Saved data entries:
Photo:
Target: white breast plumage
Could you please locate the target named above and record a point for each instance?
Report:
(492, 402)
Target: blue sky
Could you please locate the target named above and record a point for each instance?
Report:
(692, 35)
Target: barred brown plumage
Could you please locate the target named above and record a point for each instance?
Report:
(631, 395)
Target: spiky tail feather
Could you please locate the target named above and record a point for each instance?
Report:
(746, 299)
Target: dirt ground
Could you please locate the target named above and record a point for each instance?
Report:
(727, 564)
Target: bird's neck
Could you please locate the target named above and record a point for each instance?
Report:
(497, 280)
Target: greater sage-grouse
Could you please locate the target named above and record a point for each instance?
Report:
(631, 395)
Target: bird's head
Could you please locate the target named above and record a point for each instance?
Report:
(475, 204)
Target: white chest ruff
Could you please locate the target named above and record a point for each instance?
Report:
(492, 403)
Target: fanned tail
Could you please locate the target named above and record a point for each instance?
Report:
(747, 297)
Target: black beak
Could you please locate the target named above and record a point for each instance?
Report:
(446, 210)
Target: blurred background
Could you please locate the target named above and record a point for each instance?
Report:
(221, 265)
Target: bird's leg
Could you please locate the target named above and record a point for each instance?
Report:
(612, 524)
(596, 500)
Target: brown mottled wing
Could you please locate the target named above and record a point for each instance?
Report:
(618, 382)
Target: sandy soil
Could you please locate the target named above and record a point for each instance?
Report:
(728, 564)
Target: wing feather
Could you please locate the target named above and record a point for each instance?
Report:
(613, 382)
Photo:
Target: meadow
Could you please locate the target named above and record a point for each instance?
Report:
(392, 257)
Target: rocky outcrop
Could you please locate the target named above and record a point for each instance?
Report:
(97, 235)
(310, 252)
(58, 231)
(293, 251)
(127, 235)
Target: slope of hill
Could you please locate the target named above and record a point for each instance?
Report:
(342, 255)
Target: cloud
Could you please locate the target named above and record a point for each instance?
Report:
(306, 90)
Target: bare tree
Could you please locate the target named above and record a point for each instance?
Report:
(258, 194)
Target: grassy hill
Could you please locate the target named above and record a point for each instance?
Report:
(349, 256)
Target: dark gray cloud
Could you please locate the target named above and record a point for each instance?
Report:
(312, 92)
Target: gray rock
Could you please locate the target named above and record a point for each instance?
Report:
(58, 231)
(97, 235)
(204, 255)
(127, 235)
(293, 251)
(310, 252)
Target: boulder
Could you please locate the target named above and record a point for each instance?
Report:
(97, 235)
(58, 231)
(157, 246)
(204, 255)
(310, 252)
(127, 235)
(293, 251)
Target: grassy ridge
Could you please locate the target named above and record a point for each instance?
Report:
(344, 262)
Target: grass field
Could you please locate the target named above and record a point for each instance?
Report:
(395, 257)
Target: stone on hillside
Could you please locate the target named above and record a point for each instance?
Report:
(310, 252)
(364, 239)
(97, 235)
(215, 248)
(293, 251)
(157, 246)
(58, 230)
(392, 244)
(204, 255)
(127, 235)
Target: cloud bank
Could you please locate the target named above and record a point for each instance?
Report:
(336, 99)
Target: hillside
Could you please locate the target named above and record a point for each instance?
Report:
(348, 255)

**Aim of the exercise**
Above are the records; print exactly the lines from the line with "Target: dark gray cloud" to the line with "Target: stone on hillside", including both, and nothing else.

**Reply**
Target: dark gray cloud
Could you please locate the target named above and record a point for each instance?
Report:
(312, 92)
Target: gray rock
Could you please locate the target named above and record a point for each instance?
Report:
(58, 231)
(97, 235)
(204, 255)
(127, 235)
(293, 251)
(310, 252)
Target: boulder
Could you please locate the target named above and record a point for each instance?
Report:
(97, 235)
(58, 231)
(157, 246)
(204, 255)
(310, 252)
(127, 235)
(293, 251)
Target: grassy ridge
Could you please locate the target named above and record a point for each instance?
Report:
(344, 262)
Target: grass field
Could you please locate the target named above and record a point for each instance?
Report:
(395, 257)
Target: stone on hillside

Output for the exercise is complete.